• Page text
--- Begin ---
[R] Three-component Negative Binomial Mixture: R code

Thu Nov 10 21:22:23 CET 2016

On Thu, 10 Nov 2016, danilo.carita at uniparthenope.it wrote:

> Thank you for your hints, now the goodness of fit test provides me good 
> results, but surprisingly for me the three-component model turns out to be 
> worse than the two-component one (indeed, I focused on the three-component 
> mixture because the two-component one exhibits a low p-value).
>
> In addition, I have noticed that for some data the function fails to find 
> good starting values, as you have mentioned in your previuous answer. The 
> problem is that the driver FLXMRnegbin() allows to specify only the theta 
> parameter (and only one value, even in the event of mixtures of two or more 
> components).
>
> I have read the description of flexmix() function too, but it seems that it 
> does not allow to set starting values for the parameters of the model. Am I 
> right? Or is there a way to do it?

No, I don't think so. You could look at the FLXMRnegbin() driver code and 
tweak this directly to use better starting values etc. But I think that 
the main issue is that the "theta" parameter often diverges to infinity 
(i.e., a Poisson distribution) if theta is too large in (at least) one of 
the components.

Given that the negbin distribution is a continuous mixture of Poisson 
distributions, I'm not sure whether approaching such data with a finite 
mixture of such continuous mixtures.

What to do with this situation, certainly depends on the data you have and 
the questions you have about it. And I concur with Bert's advice of 
contacting a local statistics expert for discussion of such issues.

hth,
Z

>
>
>
> Achim Zeileis <Achim.Zeileis at uibk.ac.at> ha scritto:
>
>> On Tue, 8 Nov 2016, danilo.carita at uniparthenope.it wrote:
>> 
>>> I tried the function flexmix() with the driver FLXMRnegbin() with two 
>>> components first, in order to compare its results with those provided by 
>>> my function mixnbinom(). In particular, I ran the following code:
>>> 
>>> 
>>>> fm0 <- flexmix(y ~ 1, data = data.frame(y), k = 2, model = FLXMRnegbin())
--- End ---
• Task 1
List every R function named in the mailing-list thread, including any that appear only in the quoted code line.
• Task 2
According to the reply in the mailing-list thread, what does the "theta" parameter often diverge to?
• Task 3
Write what comes next in the mailing-list thread, picking up right after the last line shown.

[Dataset entries]
--- Begin ---
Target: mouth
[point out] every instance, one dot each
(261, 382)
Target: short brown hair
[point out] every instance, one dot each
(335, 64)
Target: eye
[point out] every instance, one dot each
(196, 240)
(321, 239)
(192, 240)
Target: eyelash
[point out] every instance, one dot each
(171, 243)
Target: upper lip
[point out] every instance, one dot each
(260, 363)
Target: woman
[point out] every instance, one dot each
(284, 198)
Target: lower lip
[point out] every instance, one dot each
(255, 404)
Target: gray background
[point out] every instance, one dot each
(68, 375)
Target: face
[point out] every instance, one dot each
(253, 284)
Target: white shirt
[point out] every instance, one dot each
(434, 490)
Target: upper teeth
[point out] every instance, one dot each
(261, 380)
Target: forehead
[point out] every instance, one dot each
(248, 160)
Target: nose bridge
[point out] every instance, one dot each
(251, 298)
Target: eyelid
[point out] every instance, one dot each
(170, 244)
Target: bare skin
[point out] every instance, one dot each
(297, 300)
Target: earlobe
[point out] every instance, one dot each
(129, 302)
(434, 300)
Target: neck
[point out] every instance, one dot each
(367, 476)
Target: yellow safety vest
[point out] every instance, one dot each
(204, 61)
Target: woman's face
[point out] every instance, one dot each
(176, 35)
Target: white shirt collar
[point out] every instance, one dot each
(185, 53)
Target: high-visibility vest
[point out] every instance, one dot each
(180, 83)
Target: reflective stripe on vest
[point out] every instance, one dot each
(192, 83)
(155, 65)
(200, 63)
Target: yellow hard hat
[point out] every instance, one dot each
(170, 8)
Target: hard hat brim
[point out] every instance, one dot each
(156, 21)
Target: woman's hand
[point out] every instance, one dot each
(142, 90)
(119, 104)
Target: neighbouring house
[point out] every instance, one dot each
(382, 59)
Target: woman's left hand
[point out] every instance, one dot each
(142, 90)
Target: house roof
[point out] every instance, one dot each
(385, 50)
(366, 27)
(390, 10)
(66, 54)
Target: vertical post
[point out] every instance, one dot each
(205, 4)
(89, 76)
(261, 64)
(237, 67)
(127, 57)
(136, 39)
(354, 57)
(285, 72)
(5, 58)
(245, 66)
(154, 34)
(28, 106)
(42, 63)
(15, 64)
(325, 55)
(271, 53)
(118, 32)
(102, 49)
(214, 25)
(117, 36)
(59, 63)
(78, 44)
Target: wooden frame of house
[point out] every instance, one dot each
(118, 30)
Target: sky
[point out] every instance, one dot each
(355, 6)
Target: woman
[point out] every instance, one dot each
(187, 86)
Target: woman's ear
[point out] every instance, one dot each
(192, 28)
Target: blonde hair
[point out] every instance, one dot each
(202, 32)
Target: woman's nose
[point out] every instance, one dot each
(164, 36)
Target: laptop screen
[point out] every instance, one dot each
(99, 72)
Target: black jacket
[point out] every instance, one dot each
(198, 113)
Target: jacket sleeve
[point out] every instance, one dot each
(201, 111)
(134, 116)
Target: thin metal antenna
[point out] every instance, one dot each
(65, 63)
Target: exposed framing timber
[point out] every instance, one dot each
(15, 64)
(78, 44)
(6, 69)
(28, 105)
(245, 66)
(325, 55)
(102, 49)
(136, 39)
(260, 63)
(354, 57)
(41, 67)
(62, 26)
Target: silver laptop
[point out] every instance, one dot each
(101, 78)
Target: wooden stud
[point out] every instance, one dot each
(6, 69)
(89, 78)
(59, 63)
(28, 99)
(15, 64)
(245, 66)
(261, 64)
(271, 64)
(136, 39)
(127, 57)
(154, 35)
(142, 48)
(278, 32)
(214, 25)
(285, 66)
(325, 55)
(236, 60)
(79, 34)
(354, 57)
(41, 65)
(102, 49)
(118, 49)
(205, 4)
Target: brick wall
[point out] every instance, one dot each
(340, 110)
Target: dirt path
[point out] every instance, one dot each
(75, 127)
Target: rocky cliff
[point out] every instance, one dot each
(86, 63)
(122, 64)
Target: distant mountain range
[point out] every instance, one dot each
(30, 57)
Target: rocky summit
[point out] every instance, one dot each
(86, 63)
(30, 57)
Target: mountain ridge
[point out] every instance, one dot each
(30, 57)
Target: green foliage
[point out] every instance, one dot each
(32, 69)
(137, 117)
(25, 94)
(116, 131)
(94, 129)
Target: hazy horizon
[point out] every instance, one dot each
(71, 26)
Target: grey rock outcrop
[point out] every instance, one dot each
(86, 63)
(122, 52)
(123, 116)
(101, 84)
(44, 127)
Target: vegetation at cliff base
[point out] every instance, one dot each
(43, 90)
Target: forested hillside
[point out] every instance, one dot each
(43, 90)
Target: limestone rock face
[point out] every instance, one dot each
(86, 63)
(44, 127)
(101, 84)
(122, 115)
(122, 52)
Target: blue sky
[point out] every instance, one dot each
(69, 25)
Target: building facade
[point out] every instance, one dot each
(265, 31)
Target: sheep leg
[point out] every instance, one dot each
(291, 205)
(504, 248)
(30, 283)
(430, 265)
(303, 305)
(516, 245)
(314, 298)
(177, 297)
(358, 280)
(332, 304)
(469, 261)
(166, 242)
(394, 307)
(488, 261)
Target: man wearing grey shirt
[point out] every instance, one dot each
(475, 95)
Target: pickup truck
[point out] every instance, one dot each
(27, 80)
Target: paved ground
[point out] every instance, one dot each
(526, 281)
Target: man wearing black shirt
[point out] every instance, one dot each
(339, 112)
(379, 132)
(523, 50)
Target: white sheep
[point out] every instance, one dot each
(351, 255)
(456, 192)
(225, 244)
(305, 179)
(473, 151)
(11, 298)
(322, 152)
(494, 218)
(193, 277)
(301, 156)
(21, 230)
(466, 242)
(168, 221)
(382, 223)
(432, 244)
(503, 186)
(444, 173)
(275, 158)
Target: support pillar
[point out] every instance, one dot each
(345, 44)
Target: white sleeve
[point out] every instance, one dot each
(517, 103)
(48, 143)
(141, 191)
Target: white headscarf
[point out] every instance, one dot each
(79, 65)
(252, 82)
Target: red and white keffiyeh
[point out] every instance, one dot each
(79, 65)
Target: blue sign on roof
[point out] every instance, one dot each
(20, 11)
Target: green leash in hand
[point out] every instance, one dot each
--- End ---
• Result 1
flexmix(), FLXMRnegbin(), mixnbinom(), data.frame()

• Result 2
It often diverges to infinity, which amounts to a Poisson distribution.

• Result 3
>>> 
>>> 
>>> where "y" is my vector of counts. The previous function provided me the 
>>> following parameters:
>>> 
>>>
>>>>                 Comp.1   Comp.2
>>>> coef.(Intercept) 1.2746536 1.788578
>>>> theta            0.1418201 5.028766
>>> 
>>> 
>>> with priors 0.342874 and 0.657126, respectively. I assume that the 
>>> coefficients "Intercept" represent the two means of the model (mu1 and 
>>> mu2),
>> 
>> No, a log link is employed, i.e., exp(1.2746536) and exp(1.788578) are the 
>> means.
>> 
>>> while the "theta" coefficients are the size parameters (size1 and size2).
>> 
>> Yes.
>> 
>>> Unfortunately, unlike my function mixnbinom(), the model computed with 
>>> flexmix() did not provide a good fit to my data (p-value ~0).
>>> 
>>> Is there something wrong in the process above?
>> 
>> Hard to say without a reproducible example. Using parameter values similar 
>> to the ones you cite above, the following seems to do a reasonable job:
>> 
>> ## packages
>> library("countreg")
>> library("flexmix")
>> 
>> ## artificial data from two NB distributions:
>> ## 1/3 is NB(mu = 3.5, theta = 0.2) and
>> ## 2/3 is NB(mu = 6.0, theta = 5.0)
>> set.seed(1)
>> y <- c(rnbinom(200, mu = 3.5, size = 0.2), rnbinom(400, mu = 6, size = 5))
>> 
>> ## fit 2-component mixture model
>> set.seed(1)
>> fm <- flexmix(y ~ 1, k = 2, model = FLXMRnegbin())
>> 
>> ## inspect estimated parameters -> look acceptable
>> parameters(fm)
>> exp(parameters(fm)[1,])
>> 
>> My experience was that finding good starting values may be a problem for 
>> flexmix(). So maybe setting these in some better way would be beneficial.
>
>
>
> -------------------------------------------------------------
> Danilo Carità
>
> PhD Candidate
> University of Naples "Parthenope"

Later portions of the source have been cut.